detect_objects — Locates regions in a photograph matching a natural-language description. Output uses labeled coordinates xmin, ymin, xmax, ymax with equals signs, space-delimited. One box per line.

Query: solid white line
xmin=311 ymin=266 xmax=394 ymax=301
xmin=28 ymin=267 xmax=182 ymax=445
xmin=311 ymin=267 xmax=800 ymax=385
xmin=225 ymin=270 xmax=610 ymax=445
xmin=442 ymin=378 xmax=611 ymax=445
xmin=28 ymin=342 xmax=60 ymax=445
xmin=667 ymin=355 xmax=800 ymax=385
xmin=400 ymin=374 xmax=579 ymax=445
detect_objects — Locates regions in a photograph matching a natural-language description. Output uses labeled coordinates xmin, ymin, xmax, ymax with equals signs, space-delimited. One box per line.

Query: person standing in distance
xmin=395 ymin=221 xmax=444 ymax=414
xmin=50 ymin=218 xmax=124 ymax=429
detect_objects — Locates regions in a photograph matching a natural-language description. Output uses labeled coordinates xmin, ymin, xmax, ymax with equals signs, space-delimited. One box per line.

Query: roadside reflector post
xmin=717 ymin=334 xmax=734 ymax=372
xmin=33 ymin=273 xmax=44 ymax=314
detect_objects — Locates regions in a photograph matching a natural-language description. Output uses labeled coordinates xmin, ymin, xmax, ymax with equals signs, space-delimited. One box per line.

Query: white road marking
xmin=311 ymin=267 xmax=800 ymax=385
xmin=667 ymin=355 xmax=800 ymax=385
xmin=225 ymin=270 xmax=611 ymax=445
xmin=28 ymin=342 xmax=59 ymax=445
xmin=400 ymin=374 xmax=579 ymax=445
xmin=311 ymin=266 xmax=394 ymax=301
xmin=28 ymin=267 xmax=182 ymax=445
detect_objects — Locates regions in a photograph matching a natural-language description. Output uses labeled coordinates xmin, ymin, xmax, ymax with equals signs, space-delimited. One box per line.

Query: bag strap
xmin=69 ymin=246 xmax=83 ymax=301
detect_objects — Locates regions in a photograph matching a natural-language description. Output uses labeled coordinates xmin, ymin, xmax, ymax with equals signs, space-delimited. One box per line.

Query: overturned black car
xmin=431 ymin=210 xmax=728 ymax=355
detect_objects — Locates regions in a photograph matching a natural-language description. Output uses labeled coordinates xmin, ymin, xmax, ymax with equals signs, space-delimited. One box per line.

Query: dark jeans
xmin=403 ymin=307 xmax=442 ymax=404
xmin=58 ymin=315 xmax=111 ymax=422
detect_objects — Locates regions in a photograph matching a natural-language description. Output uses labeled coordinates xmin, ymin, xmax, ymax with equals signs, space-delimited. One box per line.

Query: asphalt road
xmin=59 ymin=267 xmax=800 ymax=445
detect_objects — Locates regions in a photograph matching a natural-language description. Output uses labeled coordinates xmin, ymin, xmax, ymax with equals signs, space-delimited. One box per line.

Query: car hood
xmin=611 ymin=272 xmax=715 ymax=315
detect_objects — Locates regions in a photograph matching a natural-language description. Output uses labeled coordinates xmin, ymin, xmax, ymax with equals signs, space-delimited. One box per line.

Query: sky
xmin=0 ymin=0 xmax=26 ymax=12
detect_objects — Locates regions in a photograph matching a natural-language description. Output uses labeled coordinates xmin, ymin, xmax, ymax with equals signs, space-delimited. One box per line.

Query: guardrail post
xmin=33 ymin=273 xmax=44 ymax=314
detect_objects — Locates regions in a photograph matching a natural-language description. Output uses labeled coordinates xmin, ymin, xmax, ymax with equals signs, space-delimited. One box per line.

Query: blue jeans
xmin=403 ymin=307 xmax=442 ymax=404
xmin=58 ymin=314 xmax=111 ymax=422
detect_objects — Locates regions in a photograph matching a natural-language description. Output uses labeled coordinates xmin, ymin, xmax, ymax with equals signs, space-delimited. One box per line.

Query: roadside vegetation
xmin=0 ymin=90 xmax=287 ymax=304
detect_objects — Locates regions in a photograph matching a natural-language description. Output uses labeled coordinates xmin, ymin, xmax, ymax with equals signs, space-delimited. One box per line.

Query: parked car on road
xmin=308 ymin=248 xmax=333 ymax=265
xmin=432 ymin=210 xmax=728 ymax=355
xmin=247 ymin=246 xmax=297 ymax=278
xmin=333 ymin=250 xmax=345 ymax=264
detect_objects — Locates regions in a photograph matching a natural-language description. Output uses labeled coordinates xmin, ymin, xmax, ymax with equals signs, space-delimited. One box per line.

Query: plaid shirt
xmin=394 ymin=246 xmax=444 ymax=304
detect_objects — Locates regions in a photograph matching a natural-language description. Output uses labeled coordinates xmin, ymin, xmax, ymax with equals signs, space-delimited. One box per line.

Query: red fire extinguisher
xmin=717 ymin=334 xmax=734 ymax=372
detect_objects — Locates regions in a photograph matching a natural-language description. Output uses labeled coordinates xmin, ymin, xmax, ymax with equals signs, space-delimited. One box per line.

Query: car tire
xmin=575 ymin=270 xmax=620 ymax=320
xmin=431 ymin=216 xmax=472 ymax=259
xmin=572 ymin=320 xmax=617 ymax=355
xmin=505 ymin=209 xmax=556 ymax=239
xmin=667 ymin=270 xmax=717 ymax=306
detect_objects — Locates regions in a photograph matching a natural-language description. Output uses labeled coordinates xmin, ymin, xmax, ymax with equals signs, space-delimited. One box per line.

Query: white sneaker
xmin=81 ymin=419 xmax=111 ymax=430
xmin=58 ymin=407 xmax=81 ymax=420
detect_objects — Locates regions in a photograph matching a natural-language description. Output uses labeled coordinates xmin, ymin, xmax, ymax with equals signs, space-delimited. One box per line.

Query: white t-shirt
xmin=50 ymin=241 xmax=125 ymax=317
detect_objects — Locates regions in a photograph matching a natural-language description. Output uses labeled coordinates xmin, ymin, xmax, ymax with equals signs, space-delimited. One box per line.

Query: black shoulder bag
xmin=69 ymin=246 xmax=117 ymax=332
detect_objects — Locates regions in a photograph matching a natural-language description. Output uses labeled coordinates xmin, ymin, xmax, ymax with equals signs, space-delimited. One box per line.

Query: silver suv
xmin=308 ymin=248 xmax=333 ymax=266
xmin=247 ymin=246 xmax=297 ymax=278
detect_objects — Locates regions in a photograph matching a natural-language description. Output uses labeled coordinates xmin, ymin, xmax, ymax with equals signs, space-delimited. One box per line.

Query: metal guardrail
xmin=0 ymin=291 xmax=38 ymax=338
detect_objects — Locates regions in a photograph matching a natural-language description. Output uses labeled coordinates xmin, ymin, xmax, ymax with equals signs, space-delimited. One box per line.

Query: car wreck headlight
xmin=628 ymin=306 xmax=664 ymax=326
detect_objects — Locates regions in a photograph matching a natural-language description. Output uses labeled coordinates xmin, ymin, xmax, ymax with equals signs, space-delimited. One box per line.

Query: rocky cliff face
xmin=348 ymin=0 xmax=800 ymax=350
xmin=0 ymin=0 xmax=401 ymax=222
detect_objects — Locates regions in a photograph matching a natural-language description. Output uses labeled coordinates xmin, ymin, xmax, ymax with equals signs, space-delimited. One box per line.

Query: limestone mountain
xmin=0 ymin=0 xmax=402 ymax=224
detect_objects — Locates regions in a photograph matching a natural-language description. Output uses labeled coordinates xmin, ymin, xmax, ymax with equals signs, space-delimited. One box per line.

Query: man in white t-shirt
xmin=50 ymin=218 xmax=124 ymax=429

= Written exercise =
Please collect every line in the data above that contains the word "shirt". Case counts.

= Final result =
Query: plaid shirt
Query: white t-shirt
Query: man in white t-shirt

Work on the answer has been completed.